Report every line of the records that contains the string "this", copying each such line in full.

### Task data
/---

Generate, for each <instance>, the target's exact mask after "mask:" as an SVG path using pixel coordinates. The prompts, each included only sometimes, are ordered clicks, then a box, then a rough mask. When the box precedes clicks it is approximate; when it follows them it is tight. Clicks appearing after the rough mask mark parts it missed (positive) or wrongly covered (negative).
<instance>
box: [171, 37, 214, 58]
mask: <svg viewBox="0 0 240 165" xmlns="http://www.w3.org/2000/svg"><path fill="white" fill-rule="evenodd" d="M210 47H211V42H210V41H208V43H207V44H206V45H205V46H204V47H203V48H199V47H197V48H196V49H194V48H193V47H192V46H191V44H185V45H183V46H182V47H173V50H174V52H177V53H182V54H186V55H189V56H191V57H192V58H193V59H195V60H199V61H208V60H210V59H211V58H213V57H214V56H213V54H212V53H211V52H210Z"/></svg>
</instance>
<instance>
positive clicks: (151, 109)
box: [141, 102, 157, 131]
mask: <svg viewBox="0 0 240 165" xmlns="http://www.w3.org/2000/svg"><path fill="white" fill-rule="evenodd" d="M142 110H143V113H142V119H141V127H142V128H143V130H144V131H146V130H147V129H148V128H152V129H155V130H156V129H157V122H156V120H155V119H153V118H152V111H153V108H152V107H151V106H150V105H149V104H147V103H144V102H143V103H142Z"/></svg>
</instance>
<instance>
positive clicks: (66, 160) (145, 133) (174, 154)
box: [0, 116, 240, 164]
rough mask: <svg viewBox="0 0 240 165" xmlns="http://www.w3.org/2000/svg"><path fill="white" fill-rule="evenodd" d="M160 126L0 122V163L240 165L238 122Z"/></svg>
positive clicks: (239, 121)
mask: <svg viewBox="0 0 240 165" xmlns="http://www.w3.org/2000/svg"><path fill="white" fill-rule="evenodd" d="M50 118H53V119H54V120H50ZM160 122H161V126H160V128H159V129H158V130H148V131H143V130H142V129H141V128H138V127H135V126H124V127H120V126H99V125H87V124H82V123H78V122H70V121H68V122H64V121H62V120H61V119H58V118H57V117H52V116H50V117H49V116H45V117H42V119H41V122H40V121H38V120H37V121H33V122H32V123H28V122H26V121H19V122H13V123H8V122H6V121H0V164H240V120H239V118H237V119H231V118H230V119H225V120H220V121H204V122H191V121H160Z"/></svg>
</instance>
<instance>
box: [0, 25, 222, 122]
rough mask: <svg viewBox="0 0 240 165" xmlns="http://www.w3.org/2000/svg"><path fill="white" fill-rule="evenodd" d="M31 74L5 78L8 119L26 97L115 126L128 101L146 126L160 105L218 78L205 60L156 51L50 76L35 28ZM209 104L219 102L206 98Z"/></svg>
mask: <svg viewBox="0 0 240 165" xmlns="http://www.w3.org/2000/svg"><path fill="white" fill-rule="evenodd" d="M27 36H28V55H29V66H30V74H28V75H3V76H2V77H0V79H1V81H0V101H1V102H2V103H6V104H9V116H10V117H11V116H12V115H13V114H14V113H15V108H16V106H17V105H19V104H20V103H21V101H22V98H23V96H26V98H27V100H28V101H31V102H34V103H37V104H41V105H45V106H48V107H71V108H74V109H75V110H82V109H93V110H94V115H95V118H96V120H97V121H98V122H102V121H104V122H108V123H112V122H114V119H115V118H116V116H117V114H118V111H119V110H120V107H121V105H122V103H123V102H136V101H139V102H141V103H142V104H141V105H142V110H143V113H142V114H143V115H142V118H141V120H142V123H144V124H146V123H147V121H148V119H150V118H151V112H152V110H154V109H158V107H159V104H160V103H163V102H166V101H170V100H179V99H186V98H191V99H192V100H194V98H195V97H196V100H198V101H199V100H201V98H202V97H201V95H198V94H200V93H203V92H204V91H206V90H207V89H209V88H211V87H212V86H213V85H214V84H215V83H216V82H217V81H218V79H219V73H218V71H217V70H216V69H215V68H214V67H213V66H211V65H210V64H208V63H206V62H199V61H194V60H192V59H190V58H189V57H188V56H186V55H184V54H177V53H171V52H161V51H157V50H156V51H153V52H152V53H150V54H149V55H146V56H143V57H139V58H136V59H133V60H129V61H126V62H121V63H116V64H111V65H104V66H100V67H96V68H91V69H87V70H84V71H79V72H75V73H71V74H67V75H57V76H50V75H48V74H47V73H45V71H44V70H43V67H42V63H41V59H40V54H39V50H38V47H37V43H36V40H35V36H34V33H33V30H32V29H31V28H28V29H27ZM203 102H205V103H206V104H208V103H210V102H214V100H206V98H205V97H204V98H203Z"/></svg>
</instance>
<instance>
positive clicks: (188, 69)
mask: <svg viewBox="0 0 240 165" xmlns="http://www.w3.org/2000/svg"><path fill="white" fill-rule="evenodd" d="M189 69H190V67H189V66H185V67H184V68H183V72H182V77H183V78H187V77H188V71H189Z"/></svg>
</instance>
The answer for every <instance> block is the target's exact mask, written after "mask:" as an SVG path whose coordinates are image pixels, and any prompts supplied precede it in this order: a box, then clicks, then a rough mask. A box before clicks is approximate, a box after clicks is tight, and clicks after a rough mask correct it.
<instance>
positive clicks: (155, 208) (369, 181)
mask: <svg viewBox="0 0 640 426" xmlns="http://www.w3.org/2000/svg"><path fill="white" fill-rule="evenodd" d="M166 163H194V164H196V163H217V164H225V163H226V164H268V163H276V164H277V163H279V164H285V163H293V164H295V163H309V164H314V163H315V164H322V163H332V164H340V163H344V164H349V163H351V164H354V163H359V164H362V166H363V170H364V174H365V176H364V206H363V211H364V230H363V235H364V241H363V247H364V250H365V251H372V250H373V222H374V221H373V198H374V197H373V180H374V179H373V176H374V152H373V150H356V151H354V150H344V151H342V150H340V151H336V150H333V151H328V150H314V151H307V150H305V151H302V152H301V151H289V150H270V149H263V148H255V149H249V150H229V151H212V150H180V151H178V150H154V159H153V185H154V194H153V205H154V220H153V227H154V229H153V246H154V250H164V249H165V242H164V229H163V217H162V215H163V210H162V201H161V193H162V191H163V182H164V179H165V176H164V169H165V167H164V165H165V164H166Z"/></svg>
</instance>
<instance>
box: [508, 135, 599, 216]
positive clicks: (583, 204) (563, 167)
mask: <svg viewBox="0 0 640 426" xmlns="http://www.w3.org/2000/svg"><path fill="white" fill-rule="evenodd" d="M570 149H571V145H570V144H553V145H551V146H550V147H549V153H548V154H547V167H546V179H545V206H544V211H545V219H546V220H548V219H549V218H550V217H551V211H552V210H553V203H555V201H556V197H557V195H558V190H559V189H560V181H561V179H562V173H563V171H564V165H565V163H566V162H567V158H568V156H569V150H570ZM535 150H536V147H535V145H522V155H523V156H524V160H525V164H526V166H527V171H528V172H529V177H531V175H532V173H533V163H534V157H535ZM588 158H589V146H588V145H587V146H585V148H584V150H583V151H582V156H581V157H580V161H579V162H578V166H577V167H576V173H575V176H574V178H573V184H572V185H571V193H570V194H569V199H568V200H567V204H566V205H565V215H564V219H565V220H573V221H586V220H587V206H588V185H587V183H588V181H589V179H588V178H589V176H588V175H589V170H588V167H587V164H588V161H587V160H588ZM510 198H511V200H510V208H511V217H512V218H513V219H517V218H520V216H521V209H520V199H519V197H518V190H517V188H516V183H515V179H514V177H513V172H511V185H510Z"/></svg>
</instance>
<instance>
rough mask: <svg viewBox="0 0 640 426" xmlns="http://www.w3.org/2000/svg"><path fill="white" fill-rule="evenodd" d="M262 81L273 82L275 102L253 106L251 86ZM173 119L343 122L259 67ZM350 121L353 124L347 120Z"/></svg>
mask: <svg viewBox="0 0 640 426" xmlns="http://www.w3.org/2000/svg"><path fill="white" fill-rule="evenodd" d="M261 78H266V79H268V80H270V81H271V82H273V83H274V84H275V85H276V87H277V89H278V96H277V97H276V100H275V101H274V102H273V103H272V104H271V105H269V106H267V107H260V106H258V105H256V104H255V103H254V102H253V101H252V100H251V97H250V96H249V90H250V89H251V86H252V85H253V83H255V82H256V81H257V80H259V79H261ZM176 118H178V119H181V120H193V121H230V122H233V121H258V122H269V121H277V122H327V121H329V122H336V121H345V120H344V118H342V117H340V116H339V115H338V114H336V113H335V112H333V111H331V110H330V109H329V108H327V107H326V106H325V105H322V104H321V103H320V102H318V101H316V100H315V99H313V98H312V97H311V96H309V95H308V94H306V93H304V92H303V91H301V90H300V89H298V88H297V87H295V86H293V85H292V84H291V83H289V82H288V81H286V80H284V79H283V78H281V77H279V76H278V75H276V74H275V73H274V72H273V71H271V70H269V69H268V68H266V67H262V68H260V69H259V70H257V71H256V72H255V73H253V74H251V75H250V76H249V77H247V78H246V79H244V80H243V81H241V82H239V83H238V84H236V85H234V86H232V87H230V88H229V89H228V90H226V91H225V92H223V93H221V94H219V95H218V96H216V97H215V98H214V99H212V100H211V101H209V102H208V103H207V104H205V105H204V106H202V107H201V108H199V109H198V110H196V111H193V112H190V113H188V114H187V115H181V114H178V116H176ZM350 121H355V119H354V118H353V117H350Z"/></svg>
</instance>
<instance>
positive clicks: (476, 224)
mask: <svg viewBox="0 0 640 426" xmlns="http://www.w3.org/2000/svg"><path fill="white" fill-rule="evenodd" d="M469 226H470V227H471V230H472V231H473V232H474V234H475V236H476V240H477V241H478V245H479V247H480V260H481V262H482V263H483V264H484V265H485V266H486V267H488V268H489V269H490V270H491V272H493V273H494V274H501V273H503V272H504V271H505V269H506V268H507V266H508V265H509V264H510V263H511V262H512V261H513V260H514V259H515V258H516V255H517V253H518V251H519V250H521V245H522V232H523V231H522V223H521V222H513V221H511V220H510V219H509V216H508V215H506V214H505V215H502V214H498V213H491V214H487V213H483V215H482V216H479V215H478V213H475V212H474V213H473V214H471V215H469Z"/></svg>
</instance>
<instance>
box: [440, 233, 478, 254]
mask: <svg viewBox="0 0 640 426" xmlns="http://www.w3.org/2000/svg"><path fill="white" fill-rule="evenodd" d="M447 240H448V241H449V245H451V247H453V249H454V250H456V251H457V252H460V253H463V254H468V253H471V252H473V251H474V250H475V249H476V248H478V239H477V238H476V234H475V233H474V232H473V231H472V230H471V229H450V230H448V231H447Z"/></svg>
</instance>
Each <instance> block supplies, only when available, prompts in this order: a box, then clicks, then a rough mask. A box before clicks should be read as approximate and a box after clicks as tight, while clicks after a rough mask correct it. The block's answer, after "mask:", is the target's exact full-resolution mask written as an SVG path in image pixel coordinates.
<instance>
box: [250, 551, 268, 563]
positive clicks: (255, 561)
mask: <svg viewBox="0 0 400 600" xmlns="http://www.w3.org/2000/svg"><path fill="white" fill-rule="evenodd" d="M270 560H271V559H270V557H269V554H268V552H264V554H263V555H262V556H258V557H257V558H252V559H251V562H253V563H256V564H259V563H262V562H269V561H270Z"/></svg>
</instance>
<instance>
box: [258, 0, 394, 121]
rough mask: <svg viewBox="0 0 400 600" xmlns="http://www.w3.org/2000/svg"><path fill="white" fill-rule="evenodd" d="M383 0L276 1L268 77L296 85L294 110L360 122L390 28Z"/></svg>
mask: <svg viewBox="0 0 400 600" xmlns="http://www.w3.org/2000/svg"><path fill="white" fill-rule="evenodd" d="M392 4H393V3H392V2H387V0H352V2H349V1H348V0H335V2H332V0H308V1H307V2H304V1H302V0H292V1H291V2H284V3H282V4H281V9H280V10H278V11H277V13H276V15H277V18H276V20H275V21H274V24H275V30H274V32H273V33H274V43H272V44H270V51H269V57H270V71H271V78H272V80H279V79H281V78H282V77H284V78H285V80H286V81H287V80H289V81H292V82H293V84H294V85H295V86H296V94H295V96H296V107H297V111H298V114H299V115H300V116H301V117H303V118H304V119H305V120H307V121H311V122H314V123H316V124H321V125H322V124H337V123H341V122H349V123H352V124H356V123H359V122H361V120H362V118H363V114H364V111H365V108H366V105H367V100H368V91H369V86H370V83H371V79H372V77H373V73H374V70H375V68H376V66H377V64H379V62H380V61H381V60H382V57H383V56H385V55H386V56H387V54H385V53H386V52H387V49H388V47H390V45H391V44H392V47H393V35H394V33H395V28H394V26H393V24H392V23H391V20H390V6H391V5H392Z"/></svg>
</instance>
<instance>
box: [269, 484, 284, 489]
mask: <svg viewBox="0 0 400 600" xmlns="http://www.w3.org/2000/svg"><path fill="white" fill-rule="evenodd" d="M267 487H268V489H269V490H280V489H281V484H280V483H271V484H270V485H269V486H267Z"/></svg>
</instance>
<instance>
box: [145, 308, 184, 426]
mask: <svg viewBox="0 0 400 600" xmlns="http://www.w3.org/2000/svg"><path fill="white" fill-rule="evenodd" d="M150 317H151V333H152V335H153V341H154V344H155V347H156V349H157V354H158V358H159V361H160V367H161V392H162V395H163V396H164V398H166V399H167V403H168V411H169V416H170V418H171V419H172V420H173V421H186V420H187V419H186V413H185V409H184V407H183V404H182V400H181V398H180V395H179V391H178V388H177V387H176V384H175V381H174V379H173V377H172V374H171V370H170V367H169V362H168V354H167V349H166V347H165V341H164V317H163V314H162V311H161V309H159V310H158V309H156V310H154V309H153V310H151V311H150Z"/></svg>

\---

### Solution
The answer for every <instance> block is the target's exact mask, written after "mask:" as an SVG path whose coordinates are image pixels, and any prompts supplied precede it in this order: a box, then clicks, then a rough mask. A box before clicks is approximate, a box after clicks is tight, and clicks after a rough mask correct it.
Each <instance> block supplies, only when available, prompts in this order: a box, then clicks, then a rough mask. A box before clicks should be read as approximate and a box after clicks as tight, while clicks after a rough mask correct it. The block's answer, after "mask:", is the target's exact full-resolution mask written as an SVG path in image pixel coordinates.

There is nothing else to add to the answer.